*** Opening of Provided data ***

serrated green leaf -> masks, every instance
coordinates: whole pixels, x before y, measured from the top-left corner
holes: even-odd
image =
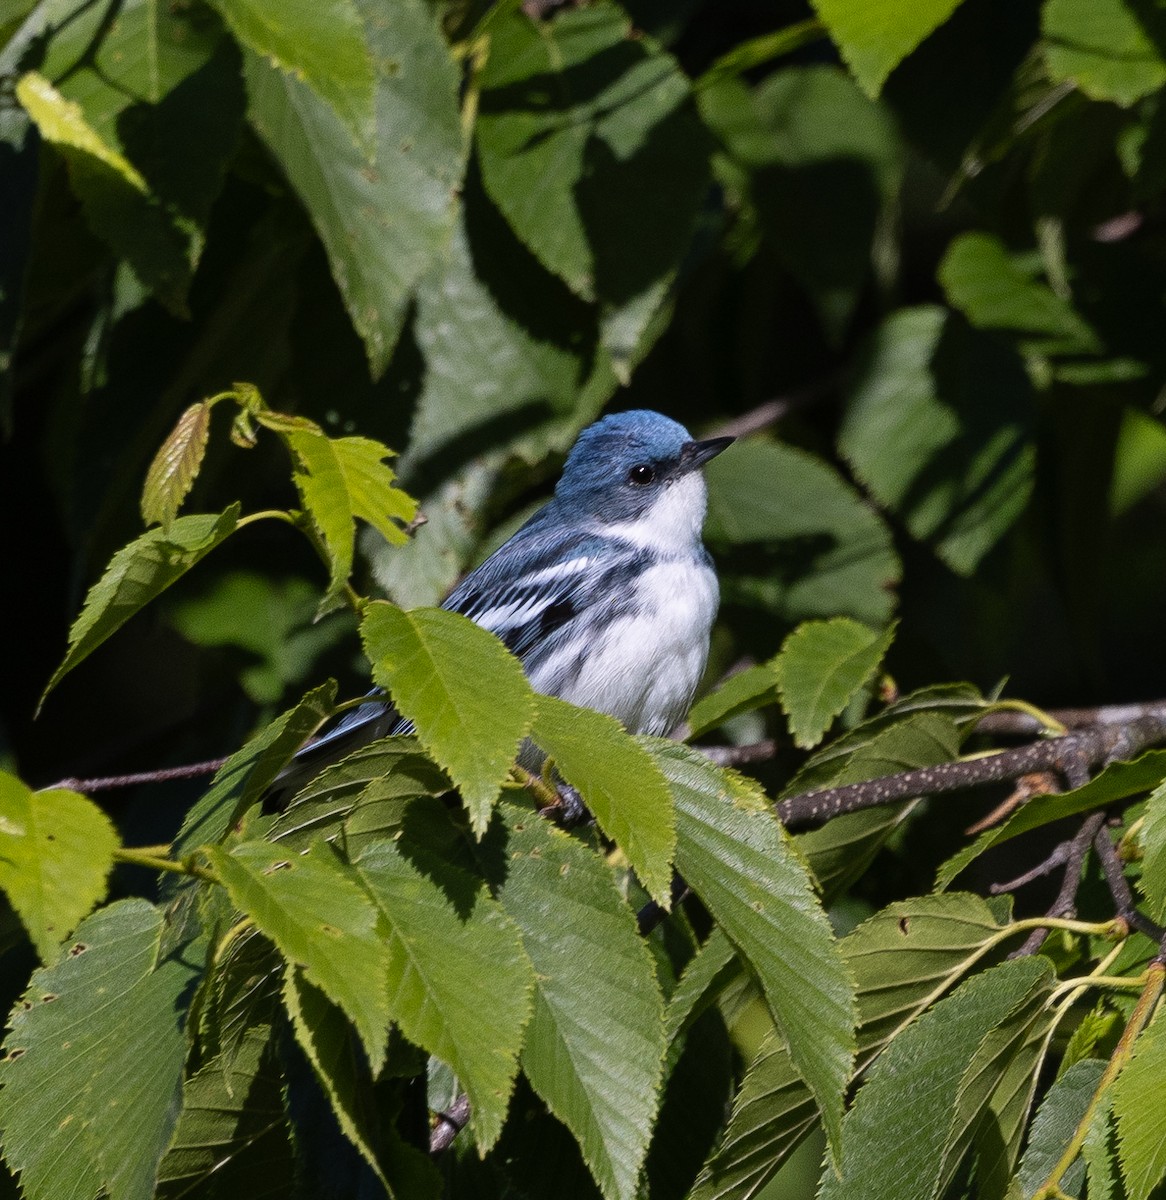
[[[218,1195],[266,1200],[294,1178],[282,1080],[269,1026],[248,1029],[229,1068],[217,1059],[187,1080],[182,1113],[158,1169],[160,1200],[179,1200],[213,1175]]]
[[[388,1038],[389,954],[355,871],[325,843],[304,854],[258,841],[229,851],[211,846],[206,854],[232,903],[344,1011],[379,1069]]]
[[[813,0],[846,65],[868,96],[877,96],[887,76],[959,7],[960,0]]]
[[[692,737],[715,729],[731,717],[777,703],[777,674],[773,663],[758,663],[730,675],[715,692],[702,696],[688,714]]]
[[[1027,334],[1025,345],[1045,354],[1102,349],[1097,334],[1073,306],[1025,274],[991,234],[955,238],[939,264],[938,279],[948,303],[978,329]]]
[[[1118,1014],[1107,1001],[1098,1000],[1096,1005],[1082,1018],[1077,1028],[1073,1030],[1065,1053],[1061,1055],[1061,1063],[1057,1074],[1063,1075],[1074,1063],[1086,1058],[1095,1058],[1094,1053],[1101,1042],[1113,1032],[1117,1024]]]
[[[922,306],[893,313],[871,337],[838,445],[914,538],[970,575],[1028,503],[1033,420],[1016,351]]]
[[[724,930],[714,925],[704,945],[685,964],[684,974],[668,998],[664,1035],[669,1046],[741,970],[736,948]]]
[[[1095,775],[1083,787],[1055,795],[1035,796],[994,829],[985,830],[970,846],[952,855],[935,878],[939,889],[951,881],[985,850],[998,846],[1018,834],[1038,829],[1062,817],[1076,816],[1090,809],[1103,808],[1115,800],[1148,791],[1166,779],[1166,750],[1149,750],[1133,762],[1110,763],[1100,775]]]
[[[1166,1017],[1159,1008],[1113,1085],[1113,1115],[1129,1200],[1146,1200],[1166,1175],[1166,1109],[1161,1102],[1164,1073]]]
[[[0,771],[0,890],[44,962],[105,896],[117,846],[109,818],[86,797],[34,792]]]
[[[838,1153],[854,1063],[854,985],[805,865],[751,781],[642,738],[676,800],[680,874],[761,983]]]
[[[1047,0],[1041,8],[1045,64],[1094,100],[1130,105],[1166,83],[1166,20],[1126,0]]]
[[[668,904],[676,814],[652,756],[613,717],[553,696],[538,697],[531,739],[627,855],[644,890]]]
[[[239,41],[308,85],[357,140],[373,119],[373,61],[353,0],[212,0]]]
[[[162,914],[120,900],[35,971],[9,1017],[0,1134],[27,1200],[152,1200],[178,1118],[190,955],[156,962]]]
[[[1113,1126],[1113,1105],[1103,1097],[1085,1131],[1081,1144],[1085,1160],[1089,1200],[1125,1200],[1125,1188],[1118,1167],[1117,1132]]]
[[[372,1076],[360,1059],[352,1026],[344,1014],[298,967],[288,964],[283,1003],[296,1041],[312,1064],[341,1132],[392,1197],[381,1167],[378,1114],[372,1101]]]
[[[518,660],[492,633],[438,608],[370,604],[360,636],[373,678],[448,772],[481,835],[535,713]]]
[[[534,980],[518,930],[484,888],[455,909],[392,842],[370,845],[356,870],[386,929],[392,1018],[453,1068],[484,1153],[502,1131],[530,1016]]]
[[[239,505],[232,504],[218,514],[178,517],[169,529],[150,529],[123,546],[85,596],[81,615],[69,630],[68,652],[53,672],[45,695],[138,609],[230,537],[238,521]]]
[[[460,69],[425,0],[392,19],[357,0],[376,77],[369,151],[307,83],[255,55],[251,120],[312,219],[353,326],[380,375],[417,281],[445,253],[465,164]]]
[[[774,660],[781,706],[795,745],[816,746],[834,718],[869,681],[895,636],[849,617],[806,621],[785,639]]]
[[[275,782],[292,755],[332,715],[335,702],[336,684],[330,679],[236,750],[215,773],[209,790],[186,814],[174,853],[181,858],[198,846],[222,841]]]
[[[980,1046],[1050,977],[1039,958],[1003,963],[903,1030],[843,1121],[840,1173],[824,1173],[822,1200],[932,1200],[959,1135],[956,1104],[969,1047]]]
[[[192,404],[178,418],[162,443],[142,487],[142,520],[168,527],[194,485],[206,453],[211,408],[206,401]]]
[[[1146,801],[1142,817],[1142,874],[1138,888],[1155,921],[1166,916],[1166,783]]]
[[[1018,1173],[1026,1200],[1043,1186],[1065,1152],[1104,1073],[1105,1063],[1100,1059],[1087,1058],[1075,1063],[1041,1101]],[[1060,1186],[1072,1196],[1080,1190],[1084,1178],[1085,1164],[1078,1161],[1062,1176]]]
[[[534,966],[522,1052],[608,1200],[631,1200],[659,1105],[663,1005],[652,958],[611,870],[528,810],[502,806],[484,843],[505,861],[498,898]]]
[[[688,80],[614,4],[494,21],[476,125],[486,190],[576,294],[622,306],[675,268],[708,179]],[[633,339],[634,341],[635,339]]]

*** Close of Provided data ***

Prompt:
Only the lines above starting at the one containing "coordinates: whole pixels, x" and ending at the one containing "holes: even-odd", both included, are to be returned, exactly as they read.

Solution:
coordinates: whole pixels, x before y, measured from the top-left corner
holes: even-odd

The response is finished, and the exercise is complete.